WRITTEN REQUEST:
Copy the whole listing below, word for word and line for line.

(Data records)
=-=-=-=-=

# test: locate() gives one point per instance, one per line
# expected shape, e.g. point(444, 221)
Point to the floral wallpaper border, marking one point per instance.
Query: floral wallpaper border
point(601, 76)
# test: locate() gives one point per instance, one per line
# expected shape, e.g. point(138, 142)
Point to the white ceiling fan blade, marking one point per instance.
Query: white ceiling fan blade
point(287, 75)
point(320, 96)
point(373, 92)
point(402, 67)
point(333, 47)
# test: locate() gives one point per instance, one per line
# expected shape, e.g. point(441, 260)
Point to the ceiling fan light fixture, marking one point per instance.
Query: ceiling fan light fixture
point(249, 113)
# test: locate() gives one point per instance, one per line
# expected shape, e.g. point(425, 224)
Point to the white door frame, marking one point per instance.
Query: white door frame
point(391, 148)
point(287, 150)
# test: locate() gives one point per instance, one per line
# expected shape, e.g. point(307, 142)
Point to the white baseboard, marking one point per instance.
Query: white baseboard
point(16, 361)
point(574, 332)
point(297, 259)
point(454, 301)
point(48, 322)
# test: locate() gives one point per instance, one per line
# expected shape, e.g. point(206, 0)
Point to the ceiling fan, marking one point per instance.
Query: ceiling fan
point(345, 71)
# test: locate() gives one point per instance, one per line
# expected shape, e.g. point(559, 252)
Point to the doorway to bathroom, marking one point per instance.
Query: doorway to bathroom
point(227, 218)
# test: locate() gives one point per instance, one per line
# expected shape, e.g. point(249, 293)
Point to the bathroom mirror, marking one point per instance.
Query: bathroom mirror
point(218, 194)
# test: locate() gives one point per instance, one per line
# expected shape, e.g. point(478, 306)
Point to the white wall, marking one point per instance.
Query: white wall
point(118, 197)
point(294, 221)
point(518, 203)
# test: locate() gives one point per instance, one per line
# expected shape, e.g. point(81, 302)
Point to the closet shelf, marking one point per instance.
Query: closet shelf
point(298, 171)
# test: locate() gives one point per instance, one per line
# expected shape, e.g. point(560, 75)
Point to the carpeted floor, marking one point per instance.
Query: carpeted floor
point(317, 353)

=-=-=-=-=

OUTPUT OF THE EXERCISE:
# test: locate() gives one point per instance, one per line
# expected shape, e.g. point(444, 221)
Point to the floral wallpaper border, marking one point per instance.
Query: floral wallpaper border
point(601, 76)
# test: locate() gives one point per instance, one per line
# expected shape, e.g. point(138, 142)
Point to the white ceiling fan blade, marking one point per instance.
Query: white ceiling fan blade
point(287, 75)
point(320, 96)
point(373, 92)
point(402, 67)
point(333, 47)
# test: locate() gives one point per instance, one per line
# expected shape, e.g. point(441, 260)
Point to the ceiling fan light fixture, marking one point per instance.
Query: ceiling fan light fixture
point(249, 113)
# test: locate() gives one point per instance, one per line
# expected shape, e.g. point(425, 224)
Point to the white door frame, marking one point per instance.
Query: white door frame
point(391, 148)
point(287, 150)
# test: locate() gives one point per instance, one per line
# expected shape, e.g. point(307, 142)
Point to the white baseboard, marking one point per instance.
Query: white baseboard
point(16, 361)
point(574, 332)
point(297, 259)
point(454, 301)
point(48, 322)
# test: locate() gives one point per instance, one per line
# expected shape, e.g. point(206, 0)
Point to the ceiling fan, marking one point per instance.
Query: ceiling fan
point(345, 71)
# test: locate() gives one point per instance, one per line
# expected shape, e.g. point(559, 252)
Point to the doorway to bathroom, marking one point per instance.
Query: doorway to bathroom
point(227, 218)
# test: locate() gives one point per instance, one per line
# expected shape, e.g. point(249, 293)
Point to the bathroom mirror, marking one point per instance.
Query: bathroom mirror
point(218, 194)
# test: locate() gives one point per instance, one per line
# expected shape, e.g. point(478, 306)
Point to the white wall, marking one point per instance.
Query: white wall
point(118, 197)
point(294, 221)
point(518, 203)
# test: locate() gives one point per instance, one per line
# expected shape, e.g. point(81, 302)
Point to the closet shelf, marking one point per instance.
Query: closet shelf
point(298, 171)
# test: locate() gives one point per instance, one per line
# expected shape, e.g. point(560, 75)
Point to the carpeted floor, marking one point per instance.
Query: carpeted floor
point(317, 353)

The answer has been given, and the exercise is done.